### EXTRAIT CHOISI
--------

Peut-être le facteur principal qui a rendu le Juif séparatif et qui a cultivé en lui le complexe de supériorité qui le distingue (sous son apparent complexe d'infériorité) est-il sa religion. Cette foi est une des plus anciennes du monde ; elle est plus vieille que le Bouddhisme de plusieurs siècles, plus antique que bien des croyances hindoues, et bien plus ancienne que le christianisme ; certains de ses traits ont nettement fait le Juif comme il est. C'est une religion de tabous, soigneusement établie pour protéger le Juif au cours de son nomadisme, d'une communauté à l'autre. Religion à base distinctement matérielle, elle insiste sur le "pays découlant de lait et de miel" et ce n'était pas un symbole au jour où ce fut écrit, mais le but proposé aux émigrants. La séparativité colore toute la religion. Dieu est le Dieu des Juifs. Les Juifs sont Son peuple élu. Ils doivent conserver leur pureté physique et leur bien-être est d'une importance majeure pour Jéhovah. Ils ont une destinée messianique, Jéhovah est jaloux de leurs contacts avec d'autres peuples ou dieux, ou de l'intérêt qu'ils y portent. Ils ont obéi à ces exigences divines, d'où leurs malheurs dans le monde moderne.

Le mot "amour", par rapport à autrui, est absent de leur conception religieuse, quoique l'amour de Jéhovah soit enseigné avec menaces. L'idée d'une vie future, dépendant de la conduite et de l'attitude envers le prochain et d'une action juste parmi ses semblables fait presque entièrement défaut dans l'Ancien Testament. Jamais l'enseignement de l'immortalité n'est mis en vedette. Le salut dépend apparemment de l'observance des nombreuses lois physiques et des règles se rapportant à la propreté. Ils vont jusqu'à établir des boutiques, où ces règles sont observées, dans un monde moderne, où les méthodes scientifiques sont appliquées à la pureté des aliments. Tous ces facteurs, et d'autres moins importants, mettent le Juif à part et il respecte tout cela, si périmé ou incommode pour autrui que cela soit.

Je fais valoir ici ces facteurs, car ils prouvent la complexité du problème du point de vue juif, et sa nature irritante et cause de frictions pour le Gentil. Cette cause d'irritation est rarement, si jamais, reconnue par le Juif. Le Gentil actuel ne se souvient, ni ne se soucie, du fait que les Juifs ont été l'instrument de la mise à mort du Christ (selon le Nouveau Testament), mais il se rappelle plus volontiers que le Christ était Juif et se demande pourquoi le Juif n'est pas le premier à Le réclamer et à L'aimer. Le Gentil se souvient bien plus nettement [116] des méthodes juives en affaires, du fait que le Juif orthodoxe considère la nourriture du Gentil comme impure et les obligations de citoyen comme secondaires par rapport aux devoirs raciaux. Il considère le Juif comme observant une religion périmée ; il déteste le Jéhovah cruel et jaloux et voit dans l'Ancien Testament l'histoire d'un peuple très cruel et agressif, sauf les Psaumes de David, que tout le monde aime.

--------

### LIGNES FOURNIES
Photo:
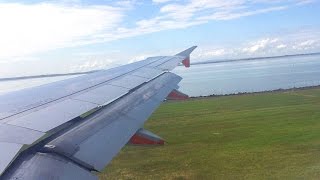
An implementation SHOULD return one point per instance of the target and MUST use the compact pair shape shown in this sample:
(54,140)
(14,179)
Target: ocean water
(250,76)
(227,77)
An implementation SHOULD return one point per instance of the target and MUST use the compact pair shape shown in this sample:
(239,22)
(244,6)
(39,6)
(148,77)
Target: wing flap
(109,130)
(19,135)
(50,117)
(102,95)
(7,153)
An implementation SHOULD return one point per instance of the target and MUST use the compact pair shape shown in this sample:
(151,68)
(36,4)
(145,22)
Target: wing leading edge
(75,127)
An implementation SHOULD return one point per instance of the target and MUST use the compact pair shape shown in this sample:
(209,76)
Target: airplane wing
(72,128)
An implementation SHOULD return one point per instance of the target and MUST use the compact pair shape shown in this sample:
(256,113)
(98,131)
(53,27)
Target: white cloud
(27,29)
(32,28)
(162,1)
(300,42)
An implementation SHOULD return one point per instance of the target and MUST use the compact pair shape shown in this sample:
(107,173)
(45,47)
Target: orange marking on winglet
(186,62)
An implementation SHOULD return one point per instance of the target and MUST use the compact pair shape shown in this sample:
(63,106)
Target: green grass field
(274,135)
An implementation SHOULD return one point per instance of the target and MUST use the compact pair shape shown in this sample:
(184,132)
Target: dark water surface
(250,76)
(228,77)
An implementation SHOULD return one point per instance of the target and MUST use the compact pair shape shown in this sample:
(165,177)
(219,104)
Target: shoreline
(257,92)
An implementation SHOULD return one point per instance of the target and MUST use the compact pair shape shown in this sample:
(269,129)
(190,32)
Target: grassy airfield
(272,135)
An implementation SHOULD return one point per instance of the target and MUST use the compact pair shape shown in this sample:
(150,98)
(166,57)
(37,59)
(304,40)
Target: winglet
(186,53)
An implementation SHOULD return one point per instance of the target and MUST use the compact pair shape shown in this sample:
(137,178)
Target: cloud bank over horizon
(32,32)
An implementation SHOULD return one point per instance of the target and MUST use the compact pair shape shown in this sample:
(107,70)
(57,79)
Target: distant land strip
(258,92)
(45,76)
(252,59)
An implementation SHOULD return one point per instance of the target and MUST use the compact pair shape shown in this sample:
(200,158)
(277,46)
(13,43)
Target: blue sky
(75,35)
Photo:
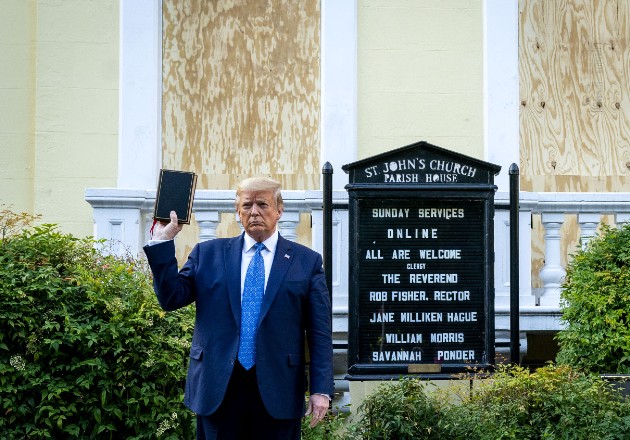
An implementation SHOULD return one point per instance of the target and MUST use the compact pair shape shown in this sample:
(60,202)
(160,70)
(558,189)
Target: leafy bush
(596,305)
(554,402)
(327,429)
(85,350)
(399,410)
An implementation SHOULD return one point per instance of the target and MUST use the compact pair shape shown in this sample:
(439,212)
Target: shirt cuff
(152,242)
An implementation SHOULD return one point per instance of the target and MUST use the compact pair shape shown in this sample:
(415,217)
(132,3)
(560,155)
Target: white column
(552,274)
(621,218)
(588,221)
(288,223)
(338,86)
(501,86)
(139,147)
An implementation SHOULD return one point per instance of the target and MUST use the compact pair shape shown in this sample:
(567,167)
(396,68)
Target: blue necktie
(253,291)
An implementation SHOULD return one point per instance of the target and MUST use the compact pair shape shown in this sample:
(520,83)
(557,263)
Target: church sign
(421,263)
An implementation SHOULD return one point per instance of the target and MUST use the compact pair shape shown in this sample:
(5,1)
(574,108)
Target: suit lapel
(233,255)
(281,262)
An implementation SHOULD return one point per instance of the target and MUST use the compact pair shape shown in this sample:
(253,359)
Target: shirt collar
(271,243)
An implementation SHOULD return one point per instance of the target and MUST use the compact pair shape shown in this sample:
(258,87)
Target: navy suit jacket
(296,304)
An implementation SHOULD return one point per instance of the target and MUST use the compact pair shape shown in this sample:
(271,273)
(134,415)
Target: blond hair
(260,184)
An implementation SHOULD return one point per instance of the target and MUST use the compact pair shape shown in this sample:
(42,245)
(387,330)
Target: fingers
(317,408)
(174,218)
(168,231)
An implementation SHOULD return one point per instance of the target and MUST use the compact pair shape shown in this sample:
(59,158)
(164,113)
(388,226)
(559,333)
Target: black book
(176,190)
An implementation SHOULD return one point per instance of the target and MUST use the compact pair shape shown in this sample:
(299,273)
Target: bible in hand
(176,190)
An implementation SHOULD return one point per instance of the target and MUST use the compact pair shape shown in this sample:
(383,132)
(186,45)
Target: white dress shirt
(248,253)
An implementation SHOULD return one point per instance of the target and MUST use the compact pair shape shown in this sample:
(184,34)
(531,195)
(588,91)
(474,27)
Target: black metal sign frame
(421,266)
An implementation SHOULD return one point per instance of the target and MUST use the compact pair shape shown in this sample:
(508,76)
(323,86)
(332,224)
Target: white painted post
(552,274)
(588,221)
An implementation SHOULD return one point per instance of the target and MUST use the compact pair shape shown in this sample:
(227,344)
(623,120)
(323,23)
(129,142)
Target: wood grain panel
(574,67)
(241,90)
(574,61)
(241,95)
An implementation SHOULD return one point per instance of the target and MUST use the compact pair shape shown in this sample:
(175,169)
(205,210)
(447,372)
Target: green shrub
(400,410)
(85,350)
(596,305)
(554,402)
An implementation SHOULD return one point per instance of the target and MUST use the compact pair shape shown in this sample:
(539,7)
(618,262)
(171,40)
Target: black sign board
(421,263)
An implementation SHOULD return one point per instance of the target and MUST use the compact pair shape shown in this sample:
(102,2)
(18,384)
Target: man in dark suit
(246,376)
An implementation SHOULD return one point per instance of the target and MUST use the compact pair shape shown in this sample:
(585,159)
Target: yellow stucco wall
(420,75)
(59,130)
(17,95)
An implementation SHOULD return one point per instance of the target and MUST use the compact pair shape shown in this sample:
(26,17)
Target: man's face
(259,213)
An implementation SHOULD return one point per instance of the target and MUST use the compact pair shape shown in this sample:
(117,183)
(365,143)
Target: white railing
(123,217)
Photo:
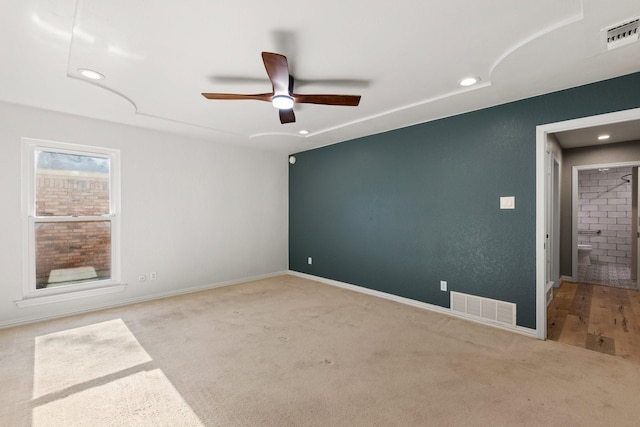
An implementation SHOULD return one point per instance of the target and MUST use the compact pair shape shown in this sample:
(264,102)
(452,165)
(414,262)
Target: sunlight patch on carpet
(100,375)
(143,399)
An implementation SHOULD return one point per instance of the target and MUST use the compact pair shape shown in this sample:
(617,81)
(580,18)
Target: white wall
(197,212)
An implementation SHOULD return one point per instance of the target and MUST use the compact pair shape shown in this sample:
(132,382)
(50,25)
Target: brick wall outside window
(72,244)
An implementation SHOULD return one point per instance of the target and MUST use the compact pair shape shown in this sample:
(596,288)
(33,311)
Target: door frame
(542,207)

--------

### ÉNONCÉ
Répondez à ces questions sur l'extrait :
(a) De combien cette foi est-elle plus vieille que le bouddhisme ?
(b) Qu'était le « pays découlant de lait et de miel » au jour où ce fut écrit ?
(c) Quelle partie de l'Ancien Testament tout le monde aime-t-il ?
Les lignes n'ont aucun lien avec l'extrait.

### RÉPONSE
(a) De plusieurs siècles.
(b) Ce n'était pas un symbole, mais le but proposé aux émigrants.
(c) Les Psaumes de David.